**Enunciado:**
Responda a estas preguntas sobre el fragmento acerca de Grémillon:
(a) ¿De qué lugar dice la mujer ser una pobre chiquilla?
(b) ¿A cuántos personajes mantiene Grémillon en el aire?
(c) ¿Qué personaje cuyo destino abandona la película en los minutos finales se nombra?

**Fragmento:**
Al poco rato, el hombre y la mujer ya se habrán alejado de la chica borrosa, el intento de seducción seguirá su curso, y ahora estaremos, un poco, de parte de él que resiste, hasta que de pronto la mujer diga una frase, respondiendo y como rimando con otra de él, no soy más que una pobre chiquilla de Saint-Brieuc y la amante, es cierto, de un tabernero de pueblo, pero hay en mí una costumbre que procuro conservar y es la de tener el valor de hacer lo que deseo, y cuando dice esa frase el ritmo de su voz cambia, la música tras ella también, y sus ojos brillan, y de pronto, en apenas un instante, estamos con ella, vemos la escena con ella.

En la escena siguiente estaremos con la borrada chica borrosa (que además es, no lo podéis ver, un poco jorobada) y en la siguiente yo diría que estamos casi con el tabernero de pueblo y que no hay en la mujer nada del brillo que había poco antes, y así es toda la película, así es Grémillon, como un malabarista capaz de mantener vivos y en el aire a todos sus personajes, capaz de comprender a todo el mundo, de sentir con todo el mundo, manteniendo en el aire a cinco personajes que viven cada uno la historia desde su propia soledad, desde sus propios miedos y deseos, cambiando en apenas una frase, en apenas un plano, del deseo de uno al deseo de otro, permitiendo que todos brillen y que todos asusten, con unas miradas que auguran que algo malo acabará por pasar, que el deseo o el miedo de alguno de ellos llegará a ser demasiado fuerte como para que esta historia no acabe mal, no acabe en muerte.

Hay algo muy emocionante en acompañar a cinco personajes sin que ninguno de ellos llegue a ser secundario, sin que dejemos de ver que cada uno siente lo que sucede desde sí mismo, viendo cómo coexisten decepciones y felicidades, cómo hay decepciones nacidas de felicidades ajenas y cómo los amores nunca acaban de volverse paralelos, nunca acaban de sincronizarse en una misma felicidad, en un mismo deseo.

(Y quizás cierta decepción que sentí en los minutos finales sea porque la película, de pronto, abandona sin más el destino de uno de esos personajes, el joven Maurice, no sé, de pronto el mundo se queda como pequeño y todo es bello pero no es ya el mismo vértigo, no se dan, como por ejemplo al final de Le ciel est à vous, todos los sentimientos, terror y alegría, soledad y amor, al mismo tiempo, en un mismo gesto.)

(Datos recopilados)
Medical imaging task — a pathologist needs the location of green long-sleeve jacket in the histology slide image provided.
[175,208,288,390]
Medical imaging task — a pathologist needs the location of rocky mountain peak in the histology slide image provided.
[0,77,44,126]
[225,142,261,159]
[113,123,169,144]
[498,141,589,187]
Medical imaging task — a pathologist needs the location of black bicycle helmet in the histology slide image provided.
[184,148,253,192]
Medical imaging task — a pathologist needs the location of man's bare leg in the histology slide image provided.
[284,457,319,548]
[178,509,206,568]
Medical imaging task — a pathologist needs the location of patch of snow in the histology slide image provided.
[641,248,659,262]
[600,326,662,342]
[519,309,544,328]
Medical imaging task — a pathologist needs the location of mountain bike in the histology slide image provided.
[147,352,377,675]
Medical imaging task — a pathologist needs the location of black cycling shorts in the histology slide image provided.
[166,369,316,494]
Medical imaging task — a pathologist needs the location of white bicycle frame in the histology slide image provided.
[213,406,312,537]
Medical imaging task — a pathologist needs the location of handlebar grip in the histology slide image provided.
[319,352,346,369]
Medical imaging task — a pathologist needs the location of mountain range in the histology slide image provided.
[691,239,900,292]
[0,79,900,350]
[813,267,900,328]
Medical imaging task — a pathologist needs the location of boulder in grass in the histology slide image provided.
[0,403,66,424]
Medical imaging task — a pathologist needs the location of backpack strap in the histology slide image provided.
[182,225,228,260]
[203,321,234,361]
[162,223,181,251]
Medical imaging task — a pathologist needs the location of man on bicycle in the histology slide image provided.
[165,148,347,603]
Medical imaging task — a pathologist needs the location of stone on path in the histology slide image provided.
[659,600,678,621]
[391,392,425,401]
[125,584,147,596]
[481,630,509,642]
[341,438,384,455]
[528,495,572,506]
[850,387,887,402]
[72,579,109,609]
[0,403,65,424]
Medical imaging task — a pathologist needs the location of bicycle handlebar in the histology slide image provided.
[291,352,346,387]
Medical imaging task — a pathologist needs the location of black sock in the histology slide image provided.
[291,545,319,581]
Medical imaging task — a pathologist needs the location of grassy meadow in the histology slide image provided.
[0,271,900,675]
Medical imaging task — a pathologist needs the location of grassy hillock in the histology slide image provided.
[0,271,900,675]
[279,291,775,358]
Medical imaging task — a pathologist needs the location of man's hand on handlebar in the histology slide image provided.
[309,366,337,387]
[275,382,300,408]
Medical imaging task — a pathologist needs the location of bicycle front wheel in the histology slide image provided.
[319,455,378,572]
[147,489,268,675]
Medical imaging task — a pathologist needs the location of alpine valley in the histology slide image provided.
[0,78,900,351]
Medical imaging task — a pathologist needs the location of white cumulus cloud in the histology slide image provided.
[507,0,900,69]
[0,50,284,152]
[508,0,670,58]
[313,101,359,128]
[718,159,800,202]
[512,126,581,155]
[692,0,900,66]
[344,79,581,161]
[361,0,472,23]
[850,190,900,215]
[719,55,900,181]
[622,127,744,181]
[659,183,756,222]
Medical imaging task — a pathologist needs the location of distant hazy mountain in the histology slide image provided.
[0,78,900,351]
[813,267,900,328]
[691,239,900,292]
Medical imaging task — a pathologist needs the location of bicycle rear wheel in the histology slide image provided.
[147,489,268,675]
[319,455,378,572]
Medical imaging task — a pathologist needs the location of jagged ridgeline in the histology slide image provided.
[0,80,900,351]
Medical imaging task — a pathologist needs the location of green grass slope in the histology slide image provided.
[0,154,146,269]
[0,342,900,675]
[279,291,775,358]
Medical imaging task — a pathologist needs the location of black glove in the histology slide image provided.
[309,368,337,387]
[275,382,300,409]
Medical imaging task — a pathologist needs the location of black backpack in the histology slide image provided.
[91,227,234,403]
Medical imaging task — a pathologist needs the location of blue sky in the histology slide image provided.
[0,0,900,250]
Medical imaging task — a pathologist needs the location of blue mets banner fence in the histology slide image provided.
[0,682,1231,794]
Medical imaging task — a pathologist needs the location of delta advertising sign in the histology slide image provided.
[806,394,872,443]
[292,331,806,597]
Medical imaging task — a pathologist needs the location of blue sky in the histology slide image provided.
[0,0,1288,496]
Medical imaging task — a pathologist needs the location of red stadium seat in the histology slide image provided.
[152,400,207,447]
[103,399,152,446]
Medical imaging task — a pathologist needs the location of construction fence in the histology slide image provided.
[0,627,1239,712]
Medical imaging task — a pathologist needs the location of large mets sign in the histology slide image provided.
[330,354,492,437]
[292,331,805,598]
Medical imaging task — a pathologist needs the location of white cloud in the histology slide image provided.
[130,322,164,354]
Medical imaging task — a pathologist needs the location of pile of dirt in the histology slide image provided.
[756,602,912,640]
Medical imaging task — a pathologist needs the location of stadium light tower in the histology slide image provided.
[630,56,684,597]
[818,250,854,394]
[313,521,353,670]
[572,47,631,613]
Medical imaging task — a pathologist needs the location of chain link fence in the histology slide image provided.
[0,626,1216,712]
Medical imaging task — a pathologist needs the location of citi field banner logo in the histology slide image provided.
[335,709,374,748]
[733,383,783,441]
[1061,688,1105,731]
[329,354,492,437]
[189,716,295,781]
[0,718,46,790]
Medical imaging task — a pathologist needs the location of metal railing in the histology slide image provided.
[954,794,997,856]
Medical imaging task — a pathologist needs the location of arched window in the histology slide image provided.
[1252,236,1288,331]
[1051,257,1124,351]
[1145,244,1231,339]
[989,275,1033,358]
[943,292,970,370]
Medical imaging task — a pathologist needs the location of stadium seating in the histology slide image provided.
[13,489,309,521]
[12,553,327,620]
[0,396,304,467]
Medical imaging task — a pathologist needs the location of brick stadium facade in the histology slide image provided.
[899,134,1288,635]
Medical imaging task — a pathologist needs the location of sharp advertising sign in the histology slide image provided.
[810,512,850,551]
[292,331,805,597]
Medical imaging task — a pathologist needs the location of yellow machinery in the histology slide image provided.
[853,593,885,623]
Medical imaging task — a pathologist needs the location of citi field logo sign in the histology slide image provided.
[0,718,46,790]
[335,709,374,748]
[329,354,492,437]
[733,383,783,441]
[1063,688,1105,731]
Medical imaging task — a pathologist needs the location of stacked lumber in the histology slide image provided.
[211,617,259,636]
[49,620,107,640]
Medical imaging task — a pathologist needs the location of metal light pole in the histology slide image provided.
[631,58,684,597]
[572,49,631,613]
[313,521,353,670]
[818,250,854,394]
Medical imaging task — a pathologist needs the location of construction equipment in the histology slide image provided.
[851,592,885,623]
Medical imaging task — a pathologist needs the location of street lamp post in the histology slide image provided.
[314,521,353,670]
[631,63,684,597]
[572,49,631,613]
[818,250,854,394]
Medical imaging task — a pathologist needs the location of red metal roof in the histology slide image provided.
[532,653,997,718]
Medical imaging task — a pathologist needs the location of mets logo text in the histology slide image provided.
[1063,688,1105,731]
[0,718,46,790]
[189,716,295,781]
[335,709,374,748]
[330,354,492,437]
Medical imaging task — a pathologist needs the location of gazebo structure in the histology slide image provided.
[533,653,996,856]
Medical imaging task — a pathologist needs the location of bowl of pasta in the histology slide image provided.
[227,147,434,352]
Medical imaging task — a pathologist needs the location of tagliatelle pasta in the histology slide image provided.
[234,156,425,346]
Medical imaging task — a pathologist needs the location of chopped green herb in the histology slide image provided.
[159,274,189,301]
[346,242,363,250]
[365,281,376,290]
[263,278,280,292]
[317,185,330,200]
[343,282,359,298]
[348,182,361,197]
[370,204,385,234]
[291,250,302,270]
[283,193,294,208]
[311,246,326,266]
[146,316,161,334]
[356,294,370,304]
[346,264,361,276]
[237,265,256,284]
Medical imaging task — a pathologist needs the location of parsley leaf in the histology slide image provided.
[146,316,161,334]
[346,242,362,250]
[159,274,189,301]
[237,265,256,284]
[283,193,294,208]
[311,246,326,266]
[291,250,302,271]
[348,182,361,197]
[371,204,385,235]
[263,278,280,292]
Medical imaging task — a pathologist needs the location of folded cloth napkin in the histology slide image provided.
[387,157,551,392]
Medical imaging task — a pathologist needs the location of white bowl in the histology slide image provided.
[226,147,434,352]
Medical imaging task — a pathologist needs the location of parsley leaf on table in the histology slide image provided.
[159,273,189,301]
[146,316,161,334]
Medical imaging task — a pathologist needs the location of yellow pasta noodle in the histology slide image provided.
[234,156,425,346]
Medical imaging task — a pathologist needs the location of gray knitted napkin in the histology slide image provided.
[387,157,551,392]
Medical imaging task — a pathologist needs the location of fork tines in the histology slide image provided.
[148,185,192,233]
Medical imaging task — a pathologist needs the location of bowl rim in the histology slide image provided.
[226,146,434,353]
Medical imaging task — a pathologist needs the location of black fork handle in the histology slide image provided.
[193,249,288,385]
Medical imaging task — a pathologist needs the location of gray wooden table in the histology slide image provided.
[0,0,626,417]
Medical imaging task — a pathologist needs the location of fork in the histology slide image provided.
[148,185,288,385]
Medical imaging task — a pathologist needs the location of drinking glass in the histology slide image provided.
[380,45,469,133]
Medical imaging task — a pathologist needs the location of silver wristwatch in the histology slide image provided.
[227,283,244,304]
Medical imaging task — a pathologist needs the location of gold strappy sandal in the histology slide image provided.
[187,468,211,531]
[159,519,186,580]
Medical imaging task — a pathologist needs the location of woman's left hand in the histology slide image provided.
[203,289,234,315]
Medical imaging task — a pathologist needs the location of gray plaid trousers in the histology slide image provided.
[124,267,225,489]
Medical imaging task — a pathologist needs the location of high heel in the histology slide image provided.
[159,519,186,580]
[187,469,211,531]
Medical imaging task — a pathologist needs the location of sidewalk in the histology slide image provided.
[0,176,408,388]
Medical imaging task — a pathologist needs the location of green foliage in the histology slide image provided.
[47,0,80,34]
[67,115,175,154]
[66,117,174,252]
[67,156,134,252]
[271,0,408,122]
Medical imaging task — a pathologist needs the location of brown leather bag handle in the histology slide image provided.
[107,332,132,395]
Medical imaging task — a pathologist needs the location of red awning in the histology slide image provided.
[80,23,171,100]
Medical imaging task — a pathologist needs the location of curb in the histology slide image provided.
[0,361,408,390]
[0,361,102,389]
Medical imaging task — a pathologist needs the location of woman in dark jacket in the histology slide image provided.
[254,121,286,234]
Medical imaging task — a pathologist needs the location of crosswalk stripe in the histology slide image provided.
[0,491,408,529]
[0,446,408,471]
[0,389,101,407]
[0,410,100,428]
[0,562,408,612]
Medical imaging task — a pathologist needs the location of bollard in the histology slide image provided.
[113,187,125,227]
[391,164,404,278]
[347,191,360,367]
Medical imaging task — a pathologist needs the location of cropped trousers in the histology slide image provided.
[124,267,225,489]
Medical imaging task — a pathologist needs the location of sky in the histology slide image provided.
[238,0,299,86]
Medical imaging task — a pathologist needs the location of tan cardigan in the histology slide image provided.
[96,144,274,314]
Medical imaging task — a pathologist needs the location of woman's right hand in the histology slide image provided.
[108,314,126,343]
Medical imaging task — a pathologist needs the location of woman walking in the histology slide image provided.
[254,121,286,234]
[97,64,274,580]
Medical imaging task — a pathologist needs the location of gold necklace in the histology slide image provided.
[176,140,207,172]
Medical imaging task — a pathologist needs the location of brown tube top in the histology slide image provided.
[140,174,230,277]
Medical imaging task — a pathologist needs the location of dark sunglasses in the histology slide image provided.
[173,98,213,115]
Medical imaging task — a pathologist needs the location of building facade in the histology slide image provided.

**Solución:**
(a) De Saint-Brieuc.
(b) A cinco personajes.
(c) El joven Maurice.